### [Directions]
1. Do the following statements agree with the passage on Iveković: (a) Iveković completed the Vijećnica after Alexander Wittek's death left it unfinished; (b) Iveković worked in Sarajevo for ten years; (c) Iveković moved to Zagreb in 1920? Answer yes or no for each, quoting the deciding words of the passage.
2. Could you write out the passage on Iveković, starting with "Iveković remained active" and going on through "priest Frane Bulić."?

### [Selected extract]

--- START ---

During his studies, Iveković worked with the architectural firm of Fellner & Helmer, which specialized in designing theatres. The year following his graduation, he travelled to Italy, then worked in the studios of Baron Karl von Hasenauer, making detailed architectural drawings of historical buildings. With the Baron's recommendation, he became an architect for the provincial government in Sarajevo. He was there for six years and worked on his most familiar project; completing the Vijećnica (City Hall), left unfinished by the death of Alexander Wittek. He also built a city hall for Brčko and a madrasa in Travnik.

In 1896, he was appointed as architect in charge of religious buildings for the Dalmatian government in Zadar. Upon arriving, he travelled throughout the region, assessing the state of its structures. This included archaeological examinations at the Roman site of Asseria, near Benkovac. One of his first projects involved repairing damage to the bell tower at Zadar Cathedral. Major restoration projects were completed under his direction at the Church of St. Donatus and the Church of St. Chrysogonus. He spent almost twenty-five years there, working as an architect, conservator, archaeologist, restorer and, finally, as a photographer. Altogether, he created approximately forty buildings, sacred and profane, throughout Dalmatia.

Iveković remained active in Vienna, becoming a corresponding member of the "Central Commission for the Study and Maintenance of Historical and Artistic Monuments" in 1899 and, later, the Austrian Archaeological Institute. He was also a member of the "Bihać Organization", an historical preservation society founded by the priest Frane Bulić.

The city of Zadar came under Italian rule at the end World War I, but Iveković held on to his position until 1920 when he moved to Zagreb and became a professor of architecture at the Technical High School. From 1922 he was a member of the Croatian Academy of Sciences and Arts. He died suddenly, while preparing to go on an archaeological excavation in Biograd.

--- END ---

Data records
--- START ---

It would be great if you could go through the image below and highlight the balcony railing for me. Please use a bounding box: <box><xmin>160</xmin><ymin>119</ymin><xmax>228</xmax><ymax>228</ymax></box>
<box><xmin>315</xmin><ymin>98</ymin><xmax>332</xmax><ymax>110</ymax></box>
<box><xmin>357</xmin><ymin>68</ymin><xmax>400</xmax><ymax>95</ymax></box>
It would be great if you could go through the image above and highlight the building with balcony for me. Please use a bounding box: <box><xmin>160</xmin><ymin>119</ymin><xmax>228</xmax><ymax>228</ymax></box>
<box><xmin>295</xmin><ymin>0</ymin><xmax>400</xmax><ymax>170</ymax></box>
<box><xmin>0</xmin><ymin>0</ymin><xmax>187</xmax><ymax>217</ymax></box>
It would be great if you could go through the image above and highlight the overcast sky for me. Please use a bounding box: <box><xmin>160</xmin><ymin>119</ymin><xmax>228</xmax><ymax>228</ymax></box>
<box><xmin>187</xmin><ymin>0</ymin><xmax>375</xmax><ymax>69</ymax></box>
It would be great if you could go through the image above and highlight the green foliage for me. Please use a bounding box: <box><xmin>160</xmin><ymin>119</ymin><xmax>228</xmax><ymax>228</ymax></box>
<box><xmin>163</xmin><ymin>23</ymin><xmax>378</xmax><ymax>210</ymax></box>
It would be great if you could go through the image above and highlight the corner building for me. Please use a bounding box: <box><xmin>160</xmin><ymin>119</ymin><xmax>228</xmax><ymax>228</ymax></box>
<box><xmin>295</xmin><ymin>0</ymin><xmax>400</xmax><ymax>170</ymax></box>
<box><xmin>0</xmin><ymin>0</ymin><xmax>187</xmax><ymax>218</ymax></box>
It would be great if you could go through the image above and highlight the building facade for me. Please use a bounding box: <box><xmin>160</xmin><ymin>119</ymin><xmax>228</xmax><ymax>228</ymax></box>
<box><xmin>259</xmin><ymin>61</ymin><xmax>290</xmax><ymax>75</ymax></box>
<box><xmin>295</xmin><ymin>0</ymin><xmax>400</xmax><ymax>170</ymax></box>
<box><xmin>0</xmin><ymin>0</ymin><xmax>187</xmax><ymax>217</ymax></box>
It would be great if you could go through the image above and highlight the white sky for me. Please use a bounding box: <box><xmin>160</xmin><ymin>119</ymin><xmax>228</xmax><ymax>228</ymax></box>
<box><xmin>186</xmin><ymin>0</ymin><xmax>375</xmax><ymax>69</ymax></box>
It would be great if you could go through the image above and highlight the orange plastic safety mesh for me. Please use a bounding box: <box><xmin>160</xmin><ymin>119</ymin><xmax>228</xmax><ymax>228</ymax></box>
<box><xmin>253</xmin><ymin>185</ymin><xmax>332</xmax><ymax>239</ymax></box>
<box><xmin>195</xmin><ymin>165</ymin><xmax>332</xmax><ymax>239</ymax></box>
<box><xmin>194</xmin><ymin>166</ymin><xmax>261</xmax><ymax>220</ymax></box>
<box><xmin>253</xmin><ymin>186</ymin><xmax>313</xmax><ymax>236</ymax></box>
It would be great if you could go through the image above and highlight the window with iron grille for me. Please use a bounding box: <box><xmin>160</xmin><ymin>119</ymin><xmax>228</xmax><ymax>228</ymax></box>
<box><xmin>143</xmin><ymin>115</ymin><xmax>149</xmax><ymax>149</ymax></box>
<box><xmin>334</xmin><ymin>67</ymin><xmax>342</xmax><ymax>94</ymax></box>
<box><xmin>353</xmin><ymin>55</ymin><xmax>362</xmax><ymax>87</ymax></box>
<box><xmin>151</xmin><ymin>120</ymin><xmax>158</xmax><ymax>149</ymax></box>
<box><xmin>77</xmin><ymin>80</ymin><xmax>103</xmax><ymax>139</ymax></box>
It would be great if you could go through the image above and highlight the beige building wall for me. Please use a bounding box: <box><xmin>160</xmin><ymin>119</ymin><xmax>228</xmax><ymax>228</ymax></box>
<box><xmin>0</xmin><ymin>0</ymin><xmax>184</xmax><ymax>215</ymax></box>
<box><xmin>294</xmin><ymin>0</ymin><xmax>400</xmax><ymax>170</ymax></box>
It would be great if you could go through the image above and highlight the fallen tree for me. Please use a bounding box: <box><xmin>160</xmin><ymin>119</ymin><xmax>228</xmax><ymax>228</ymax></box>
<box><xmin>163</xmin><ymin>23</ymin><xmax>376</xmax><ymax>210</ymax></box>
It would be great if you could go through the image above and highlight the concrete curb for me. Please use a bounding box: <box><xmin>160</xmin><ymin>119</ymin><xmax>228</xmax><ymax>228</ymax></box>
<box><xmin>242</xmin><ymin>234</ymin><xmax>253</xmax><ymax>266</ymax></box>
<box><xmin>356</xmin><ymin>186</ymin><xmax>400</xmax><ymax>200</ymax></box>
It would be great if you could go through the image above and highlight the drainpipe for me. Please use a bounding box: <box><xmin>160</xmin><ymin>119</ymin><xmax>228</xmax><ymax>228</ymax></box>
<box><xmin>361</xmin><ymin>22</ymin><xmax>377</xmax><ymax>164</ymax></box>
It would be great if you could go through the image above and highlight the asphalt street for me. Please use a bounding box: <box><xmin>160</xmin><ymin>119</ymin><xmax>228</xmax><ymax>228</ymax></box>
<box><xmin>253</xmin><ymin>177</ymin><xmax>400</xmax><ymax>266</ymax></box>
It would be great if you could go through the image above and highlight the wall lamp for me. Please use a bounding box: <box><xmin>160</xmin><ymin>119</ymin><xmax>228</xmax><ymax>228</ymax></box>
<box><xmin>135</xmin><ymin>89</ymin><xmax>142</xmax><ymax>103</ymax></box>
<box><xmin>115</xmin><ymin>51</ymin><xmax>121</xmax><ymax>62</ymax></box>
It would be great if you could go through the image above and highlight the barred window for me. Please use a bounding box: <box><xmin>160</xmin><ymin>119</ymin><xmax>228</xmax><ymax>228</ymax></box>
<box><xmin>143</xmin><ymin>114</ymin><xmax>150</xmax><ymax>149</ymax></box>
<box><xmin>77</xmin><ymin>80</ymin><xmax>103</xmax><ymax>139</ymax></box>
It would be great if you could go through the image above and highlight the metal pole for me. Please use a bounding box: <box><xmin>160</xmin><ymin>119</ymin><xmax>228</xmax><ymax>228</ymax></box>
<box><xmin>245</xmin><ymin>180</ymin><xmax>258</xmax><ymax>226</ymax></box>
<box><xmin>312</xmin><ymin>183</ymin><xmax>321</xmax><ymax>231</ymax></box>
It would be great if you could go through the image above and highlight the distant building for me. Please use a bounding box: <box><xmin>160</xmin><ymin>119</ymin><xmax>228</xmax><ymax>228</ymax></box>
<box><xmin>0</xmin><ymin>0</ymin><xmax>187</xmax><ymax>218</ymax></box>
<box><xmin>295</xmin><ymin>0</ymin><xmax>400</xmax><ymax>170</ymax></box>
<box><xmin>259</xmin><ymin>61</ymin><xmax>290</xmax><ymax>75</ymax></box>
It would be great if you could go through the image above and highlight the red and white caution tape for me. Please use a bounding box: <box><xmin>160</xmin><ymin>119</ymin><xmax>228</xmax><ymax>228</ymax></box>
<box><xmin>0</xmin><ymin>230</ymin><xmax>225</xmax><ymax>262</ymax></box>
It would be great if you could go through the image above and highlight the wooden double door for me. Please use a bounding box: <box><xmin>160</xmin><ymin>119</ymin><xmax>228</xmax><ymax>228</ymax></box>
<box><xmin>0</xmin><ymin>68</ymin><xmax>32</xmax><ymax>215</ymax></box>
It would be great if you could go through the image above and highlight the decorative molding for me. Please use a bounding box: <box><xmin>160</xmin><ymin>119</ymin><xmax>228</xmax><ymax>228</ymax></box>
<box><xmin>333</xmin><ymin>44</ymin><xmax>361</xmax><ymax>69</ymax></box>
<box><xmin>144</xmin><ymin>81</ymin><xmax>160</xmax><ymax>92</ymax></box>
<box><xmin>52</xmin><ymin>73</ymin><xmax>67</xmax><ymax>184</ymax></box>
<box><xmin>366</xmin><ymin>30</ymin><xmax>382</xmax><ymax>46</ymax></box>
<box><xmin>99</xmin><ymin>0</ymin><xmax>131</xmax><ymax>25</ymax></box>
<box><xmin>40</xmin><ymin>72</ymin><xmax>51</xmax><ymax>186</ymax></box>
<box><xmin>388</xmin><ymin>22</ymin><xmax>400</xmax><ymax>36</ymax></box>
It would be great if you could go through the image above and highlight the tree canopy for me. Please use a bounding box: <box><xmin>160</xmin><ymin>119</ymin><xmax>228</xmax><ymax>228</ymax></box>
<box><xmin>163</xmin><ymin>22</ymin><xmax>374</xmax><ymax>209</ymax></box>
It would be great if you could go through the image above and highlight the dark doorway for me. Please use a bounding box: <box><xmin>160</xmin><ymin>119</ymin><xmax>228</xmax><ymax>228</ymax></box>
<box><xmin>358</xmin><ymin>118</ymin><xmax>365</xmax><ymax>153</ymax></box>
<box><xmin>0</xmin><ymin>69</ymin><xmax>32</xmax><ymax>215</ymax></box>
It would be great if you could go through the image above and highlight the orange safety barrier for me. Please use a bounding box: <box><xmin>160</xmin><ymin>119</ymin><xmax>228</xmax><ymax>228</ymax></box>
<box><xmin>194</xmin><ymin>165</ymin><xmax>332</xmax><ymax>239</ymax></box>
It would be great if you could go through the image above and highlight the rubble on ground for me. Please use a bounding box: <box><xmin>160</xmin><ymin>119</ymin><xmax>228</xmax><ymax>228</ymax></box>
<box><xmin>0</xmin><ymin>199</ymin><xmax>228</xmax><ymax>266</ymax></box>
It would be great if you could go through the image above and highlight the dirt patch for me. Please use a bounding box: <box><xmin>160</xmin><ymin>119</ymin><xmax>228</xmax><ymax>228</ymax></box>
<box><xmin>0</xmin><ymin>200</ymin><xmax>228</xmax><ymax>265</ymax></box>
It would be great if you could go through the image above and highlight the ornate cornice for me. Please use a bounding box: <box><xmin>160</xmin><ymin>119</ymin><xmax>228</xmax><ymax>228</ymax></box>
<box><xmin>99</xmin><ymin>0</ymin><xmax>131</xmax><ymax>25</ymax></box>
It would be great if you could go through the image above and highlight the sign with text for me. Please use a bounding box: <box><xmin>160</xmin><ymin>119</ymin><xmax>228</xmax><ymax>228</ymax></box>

--- END ---

### [Solution list]
1.
(a) Yes: "completing the Vijećnica (City Hall), left unfinished by the death of Alexander Wittek"
(b) No: "He was there for six years"
(c) Yes: "held on to his position until 1920 when he moved to Zagreb"

2.
Iveković remained active in Vienna, becoming a corresponding member of the "Central Commission for the Study and Maintenance of Historical and Artistic Monuments" in 1899 and, later, the Austrian Archaeological Institute. He was also a member of the "Bihać Organization", an historical preservation society founded by the priest Frane Bulić.